* [Records shown]:
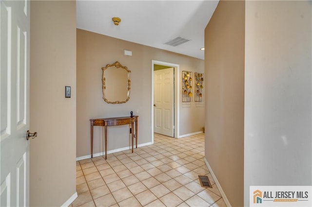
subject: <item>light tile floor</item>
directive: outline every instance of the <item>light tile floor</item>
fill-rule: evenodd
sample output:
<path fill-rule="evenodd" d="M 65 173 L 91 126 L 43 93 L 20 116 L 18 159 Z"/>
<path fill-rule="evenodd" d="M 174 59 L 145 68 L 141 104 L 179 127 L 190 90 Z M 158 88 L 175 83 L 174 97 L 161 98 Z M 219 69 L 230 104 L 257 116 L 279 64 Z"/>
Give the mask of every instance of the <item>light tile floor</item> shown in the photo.
<path fill-rule="evenodd" d="M 77 162 L 76 207 L 226 207 L 204 162 L 204 134 Z M 213 188 L 203 188 L 207 175 Z"/>

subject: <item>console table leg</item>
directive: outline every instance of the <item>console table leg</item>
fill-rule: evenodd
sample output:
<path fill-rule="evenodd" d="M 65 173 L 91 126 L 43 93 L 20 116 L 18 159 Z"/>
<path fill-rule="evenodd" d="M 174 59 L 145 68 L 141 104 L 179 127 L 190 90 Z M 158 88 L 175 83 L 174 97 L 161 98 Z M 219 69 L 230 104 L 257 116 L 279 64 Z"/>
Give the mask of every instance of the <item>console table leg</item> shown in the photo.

* [What this task involves]: Copy the data above line for line, with nothing altered, but leave out the pictures.

* [Result]:
subject: <item>light tile floor</item>
directive: outline every instance of the <item>light tile floor</item>
fill-rule: evenodd
sample output:
<path fill-rule="evenodd" d="M 65 173 L 91 126 L 43 93 L 20 116 L 18 159 Z"/>
<path fill-rule="evenodd" d="M 174 59 L 145 68 L 141 104 L 179 127 L 190 90 Z M 158 88 L 175 83 L 174 97 L 161 98 Z M 219 69 L 230 104 L 257 116 L 279 64 Z"/>
Give the mask of every instance of the <item>light tile floor</item> shown in the photo.
<path fill-rule="evenodd" d="M 77 162 L 76 207 L 226 207 L 204 162 L 204 134 Z M 213 188 L 203 188 L 207 175 Z"/>

subject: <item>console table leg</item>
directive: outline every instance of the <item>console table leg</item>
fill-rule: evenodd
sample output:
<path fill-rule="evenodd" d="M 65 173 L 91 126 L 43 93 L 20 116 L 18 159 Z"/>
<path fill-rule="evenodd" d="M 174 59 L 145 68 L 141 104 L 179 127 L 190 90 Z M 158 88 L 175 83 L 174 97 L 161 98 Z M 219 69 L 230 104 L 257 116 L 279 64 Z"/>
Give the mask of every instance of the <item>console table leg</item> shown in the photo.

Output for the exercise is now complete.